Source data
——
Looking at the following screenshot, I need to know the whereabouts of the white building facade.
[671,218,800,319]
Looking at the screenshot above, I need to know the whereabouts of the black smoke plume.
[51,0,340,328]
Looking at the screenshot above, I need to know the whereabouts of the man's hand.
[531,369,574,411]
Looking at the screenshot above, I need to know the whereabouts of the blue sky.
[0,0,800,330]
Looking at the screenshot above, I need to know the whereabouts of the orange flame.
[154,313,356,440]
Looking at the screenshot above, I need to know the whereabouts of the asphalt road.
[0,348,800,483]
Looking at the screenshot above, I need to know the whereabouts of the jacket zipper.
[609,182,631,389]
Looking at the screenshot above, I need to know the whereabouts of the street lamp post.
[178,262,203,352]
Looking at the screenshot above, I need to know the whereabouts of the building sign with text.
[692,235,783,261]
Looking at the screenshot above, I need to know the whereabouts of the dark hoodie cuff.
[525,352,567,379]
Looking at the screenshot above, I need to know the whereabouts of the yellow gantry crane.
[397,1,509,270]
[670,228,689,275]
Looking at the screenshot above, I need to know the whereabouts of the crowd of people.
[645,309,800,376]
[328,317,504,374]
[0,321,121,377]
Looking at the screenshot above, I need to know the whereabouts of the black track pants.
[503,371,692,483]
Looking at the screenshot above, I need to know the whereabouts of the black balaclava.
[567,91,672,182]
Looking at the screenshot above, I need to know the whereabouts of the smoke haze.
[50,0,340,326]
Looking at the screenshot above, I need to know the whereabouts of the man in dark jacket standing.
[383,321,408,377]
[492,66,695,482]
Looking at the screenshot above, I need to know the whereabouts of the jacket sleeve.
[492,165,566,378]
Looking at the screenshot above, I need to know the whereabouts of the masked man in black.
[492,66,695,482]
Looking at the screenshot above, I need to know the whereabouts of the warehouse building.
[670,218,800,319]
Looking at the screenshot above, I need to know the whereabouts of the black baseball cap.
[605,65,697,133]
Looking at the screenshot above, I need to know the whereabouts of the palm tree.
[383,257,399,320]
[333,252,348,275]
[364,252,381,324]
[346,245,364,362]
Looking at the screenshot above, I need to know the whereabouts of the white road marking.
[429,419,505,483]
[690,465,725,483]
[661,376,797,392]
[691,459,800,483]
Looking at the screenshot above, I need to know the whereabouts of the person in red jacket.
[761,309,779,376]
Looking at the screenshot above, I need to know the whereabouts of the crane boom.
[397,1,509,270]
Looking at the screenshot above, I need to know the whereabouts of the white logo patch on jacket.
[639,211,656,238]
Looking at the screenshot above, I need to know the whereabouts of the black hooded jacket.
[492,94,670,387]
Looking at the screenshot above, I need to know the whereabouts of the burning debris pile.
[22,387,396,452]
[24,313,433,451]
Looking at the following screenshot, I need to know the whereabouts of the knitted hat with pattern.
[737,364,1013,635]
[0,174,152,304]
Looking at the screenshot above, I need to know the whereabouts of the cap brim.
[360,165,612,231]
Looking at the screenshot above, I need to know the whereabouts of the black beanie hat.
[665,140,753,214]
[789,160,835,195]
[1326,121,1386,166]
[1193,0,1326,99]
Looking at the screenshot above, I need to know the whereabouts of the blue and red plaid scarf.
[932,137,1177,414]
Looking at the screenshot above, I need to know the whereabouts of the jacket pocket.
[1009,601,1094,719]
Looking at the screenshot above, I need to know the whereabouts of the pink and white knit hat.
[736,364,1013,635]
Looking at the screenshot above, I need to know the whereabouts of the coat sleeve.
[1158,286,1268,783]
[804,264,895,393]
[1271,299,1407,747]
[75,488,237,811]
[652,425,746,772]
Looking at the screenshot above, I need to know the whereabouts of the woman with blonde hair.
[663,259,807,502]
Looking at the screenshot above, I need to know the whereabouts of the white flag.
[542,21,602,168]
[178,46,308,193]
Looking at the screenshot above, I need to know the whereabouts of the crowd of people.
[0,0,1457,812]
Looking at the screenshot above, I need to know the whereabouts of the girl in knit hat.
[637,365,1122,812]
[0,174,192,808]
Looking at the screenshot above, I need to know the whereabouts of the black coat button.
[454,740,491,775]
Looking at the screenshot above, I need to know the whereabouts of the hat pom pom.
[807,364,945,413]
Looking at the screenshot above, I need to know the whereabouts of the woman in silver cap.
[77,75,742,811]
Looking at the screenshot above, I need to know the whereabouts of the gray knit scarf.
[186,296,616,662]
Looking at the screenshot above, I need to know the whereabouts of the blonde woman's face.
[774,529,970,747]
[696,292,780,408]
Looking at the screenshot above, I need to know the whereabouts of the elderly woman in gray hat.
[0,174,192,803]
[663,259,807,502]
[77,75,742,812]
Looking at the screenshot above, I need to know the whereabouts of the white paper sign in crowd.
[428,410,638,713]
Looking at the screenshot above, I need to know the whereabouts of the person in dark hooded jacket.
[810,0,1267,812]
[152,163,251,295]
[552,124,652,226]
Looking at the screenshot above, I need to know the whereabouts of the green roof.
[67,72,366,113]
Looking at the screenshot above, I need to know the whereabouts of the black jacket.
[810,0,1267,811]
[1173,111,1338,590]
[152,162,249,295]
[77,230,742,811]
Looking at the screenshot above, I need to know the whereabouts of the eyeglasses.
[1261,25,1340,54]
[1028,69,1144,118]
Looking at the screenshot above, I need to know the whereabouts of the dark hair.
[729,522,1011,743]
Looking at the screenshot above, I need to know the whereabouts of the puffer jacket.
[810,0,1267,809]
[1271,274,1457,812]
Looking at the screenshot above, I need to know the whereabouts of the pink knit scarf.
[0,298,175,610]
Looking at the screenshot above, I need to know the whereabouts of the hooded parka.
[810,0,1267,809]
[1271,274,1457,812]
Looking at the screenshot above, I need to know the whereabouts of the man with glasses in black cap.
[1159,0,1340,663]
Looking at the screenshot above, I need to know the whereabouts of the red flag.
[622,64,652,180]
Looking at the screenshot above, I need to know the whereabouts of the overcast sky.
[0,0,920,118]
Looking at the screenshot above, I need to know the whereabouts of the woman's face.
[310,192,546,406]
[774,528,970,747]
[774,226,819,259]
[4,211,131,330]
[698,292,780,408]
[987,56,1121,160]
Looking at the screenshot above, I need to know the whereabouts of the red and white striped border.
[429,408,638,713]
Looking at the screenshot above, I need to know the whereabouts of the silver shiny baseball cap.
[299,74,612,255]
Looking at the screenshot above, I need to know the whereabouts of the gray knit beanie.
——
INSTRUCTION
Recast every line of the data above as a Markdown table with two columns, Row and Line. Number the rows in order and omit blank lines.

THE ANSWER
| Row | Line |
|---|---|
| 1 | Looking at the following screenshot, I need to know the whereabouts of the white building facade. |
| 2 | [671,218,800,319] |
| 3 | Looking at the screenshot above, I need to know the whereabouts of the black smoke plume. |
| 4 | [51,0,340,328] |
| 5 | Looking at the screenshot above, I need to know the whereabouts of the man's hand. |
| 6 | [531,369,574,411] |
| 7 | Looking at the screenshot above, I need to know the whereabouts of the blue sky. |
| 8 | [0,0,800,330] |
| 9 | Looking at the screenshot above, I need to know the whereabouts of the orange flame. |
| 10 | [154,313,356,440] |
| 11 | Looking at the screenshot above, I need to know the whereabouts of the asphalt road. |
| 12 | [0,348,800,483] |
| 13 | Looking at the screenshot above, I need to know the whereabouts of the jacket zipper. |
| 14 | [609,182,631,389] |
| 15 | Looking at the screenshot above, I need to know the whereabouts of the street lamp post. |
| 16 | [178,262,203,352] |
| 17 | Looking at the screenshot above, I need to know the whereabouts of the building sign with text. |
| 18 | [692,235,783,261] |
| 19 | Looking at the screenshot above, I need to know the whereabouts of the dark hoodie cuff. |
| 20 | [525,352,567,379] |
| 21 | Looking at the screenshot above, I need to know the whereabouts of the yellow gantry crane. |
| 22 | [397,1,509,270] |
| 23 | [670,228,689,275] |
| 24 | Looking at the screenshot above, I need to know the whereabouts of the crowd of people. |
| 25 | [645,309,800,376] |
| 26 | [328,317,504,374] |
| 27 | [0,321,121,377] |
| 28 | Looking at the screenshot above, I need to know the whereabouts of the black track pants. |
| 29 | [503,371,692,483] |
| 30 | Looking at the screenshot above, I need to know the whereabouts of the black balaclava. |
| 31 | [567,91,672,182] |
| 32 | Looking at the screenshot above, I need to know the whereabouts of the smoke haze. |
| 33 | [50,0,340,326] |
| 34 | Looking at the screenshot above, I need to know the whereabouts of the man in dark jacket standing. |
| 35 | [383,321,408,377] |
| 36 | [492,66,695,482] |
| 37 | Looking at the screenshot above, I need to know the whereabouts of the jacket sleeve. |
| 38 | [492,165,566,378] |
| 39 | Looking at the screenshot above, I need to know the whereabouts of the masked man in black. |
| 40 | [492,66,695,482] |
| 41 | Looking at the screenshot above, I need to know the whereabouts of the warehouse building. |
| 42 | [670,218,800,319] |
| 43 | Looking at the screenshot above, I need to know the whereabouts of the black baseball cap. |
| 44 | [605,65,697,133] |
| 45 | Looking at the screenshot above, I need to know the whereabouts of the palm tree. |
| 46 | [383,257,399,320] |
| 47 | [333,252,348,275] |
| 48 | [364,252,381,324] |
| 49 | [346,245,364,362] |
| 50 | Looking at the screenshot above, I need to know the whereabouts of the white road marking. |
| 51 | [429,419,505,483] |
| 52 | [690,465,725,483] |
| 53 | [661,376,797,392] |
| 54 | [691,459,800,483] |
| 55 | Looking at the screenshot above, I need to know the whereabouts of the person in red jacket. |
| 56 | [761,309,779,376] |
| 57 | Looking at the screenshot above, I need to know the whereabouts of the crane boom. |
| 58 | [397,1,509,270] |
| 59 | Looking at the screenshot above, I need to know the whereabouts of the white logo patch on jacket. |
| 60 | [639,211,656,238] |
| 61 | Looking at the screenshot above, I need to know the whereabouts of the black hooded jacket. |
| 62 | [492,94,670,387] |
| 63 | Looking at the screenshot above, I need to know the whereabouts of the burning debris pile. |
| 64 | [22,387,396,452] |
| 65 | [24,313,433,451] |
| 66 | Looking at the following screenshot, I need to know the whereabouts of the knitted hat with pattern. |
| 67 | [737,364,1013,635] |
| 68 | [0,174,152,304] |
| 69 | Looking at the screenshot above, I need to know the whereabouts of the cap brim. |
| 70 | [360,165,612,231] |
| 71 | Looking at the screenshot above, I need to know the whereabouts of the black beanie hat. |
| 72 | [665,140,753,214] |
| 73 | [789,160,835,195] |
| 74 | [1326,121,1386,166] |
| 75 | [1193,0,1326,99] |
| 76 | Looking at the screenshot above, I need to know the whereabouts of the blue and red plaid scarf. |
| 77 | [932,137,1177,414] |
| 78 | Looking at the screenshot above, I need to know the whereabouts of the jacket pocket. |
| 79 | [1009,601,1094,719] |
| 80 | Looking at the screenshot above, I need to know the whereabouts of the pink and white knit hat. |
| 81 | [736,364,1013,635] |
| 82 | Looking at the screenshot above, I need to know the whereabouts of the coat sleeve. |
| 83 | [1158,286,1268,783] |
| 84 | [804,264,895,393] |
| 85 | [1271,299,1407,747] |
| 86 | [75,488,237,811] |
| 87 | [652,425,746,772] |
| 88 | Looking at the screenshot above, I need to know the whereabouts of the woman with blonde hair. |
| 89 | [663,259,807,502] |
| 90 | Looking at the screenshot above, I need to know the whereabouts of the white flag. |
| 91 | [542,21,602,168] |
| 92 | [178,46,308,193] |
| 93 | Looking at the screenshot above, I need to know the whereabouts of the crowd of people. |
| 94 | [0,0,1457,812] |
| 95 | Looking at the screenshot above, I need to know the whereabouts of the girl in knit hat. |
| 96 | [637,365,1122,812] |
| 97 | [0,174,192,808] |
| 98 | Looking at the screenshot above, I need to know the whereabouts of the black coat button. |
| 99 | [454,740,491,775] |
| 100 | Looking at the screenshot above, I need to know the whereabouts of the hat pom pom. |
| 101 | [807,364,945,413] |
| 102 | Looking at the screenshot above, I need to know the whereabouts of the woman in silver cap. |
| 103 | [77,75,742,811] |
| 104 | Looking at the screenshot above, I need to know the whereabouts of the gray knit scarf. |
| 105 | [186,296,616,662] |
| 106 | Looking at the screenshot above, I need to know the whereabouts of the blonde woman's face. |
| 107 | [774,529,970,747] |
| 108 | [696,292,780,408] |
| 109 | Looking at the screenshot above, I need to know the whereabouts of the elderly woman in gray hat. |
| 110 | [0,174,192,803] |
| 111 | [663,259,807,502] |
| 112 | [77,75,742,812] |
| 113 | Looking at the screenshot above, I need to know the whereabouts of the white paper sign in crowd. |
| 114 | [428,410,638,713] |
| 115 | Looking at the screenshot above, I need to know the whereabouts of the person in dark hooded jacket. |
| 116 | [810,0,1267,812] |
| 117 | [152,163,251,295] |
| 118 | [552,124,652,226] |
| 119 | Looking at the screenshot above, I need to know the whereabouts of the green roof. |
| 120 | [67,72,366,113] |
| 121 | Looking at the screenshot above, I need to know the whereabouts of the black jacket. |
| 122 | [810,0,1267,811] |
| 123 | [1173,111,1338,590] |
| 124 | [152,162,249,295] |
| 125 | [77,230,742,811] |
| 126 | Looking at the screenshot above, I need to know the whereabouts of the eyeglasses. |
| 127 | [1261,25,1340,54] |
| 128 | [1028,69,1144,118] |
| 129 | Looking at the screenshot above, I need to know the whereabouts of the dark hair. |
| 130 | [729,522,1011,743] |
| 131 | Looking at the screenshot above, I need to know the whereabouts of the puffer jacket. |
| 132 | [810,0,1267,809] |
| 133 | [1271,274,1457,812] |
| 134 | Looking at the screenshot above, I need to know the whereabouts of the pink knit scarf. |
| 135 | [0,298,175,610] |
| 136 | Looking at the screenshot above, I need to know the whereabouts of the hooded parka. |
| 137 | [810,0,1267,809] |
| 138 | [1271,274,1457,812] |
| 139 | Looking at the screenshot above, I need to know the whereabouts of the man with glasses in black cap. |
| 140 | [1159,0,1340,663] |
| 141 | Looking at the screenshot above, I need to know the whereabouts of the red flag. |
| 142 | [622,64,652,180] |
| 143 | Looking at the screenshot above, I need to know the whereabouts of the overcast sky. |
| 144 | [0,0,920,118] |
| 145 | Looking at the screenshot above, I need to know the whereabouts of the woman's face. |
| 146 | [310,192,546,406] |
| 147 | [774,528,970,747] |
| 148 | [774,226,819,259] |
| 149 | [4,211,131,330] |
| 150 | [698,292,780,408] |
| 151 | [987,56,1121,160] |
| 152 | Looking at the screenshot above, I need to know the whereabouts of the red and white striped border. |
| 153 | [429,408,638,713] |
| 154 | Looking at the screenshot above, I need to know the whereabouts of the silver shiny baseball cap. |
| 155 | [299,74,612,255] |
| 156 | Looking at the screenshot above, I need to know the whereabouts of the gray knit beanie. |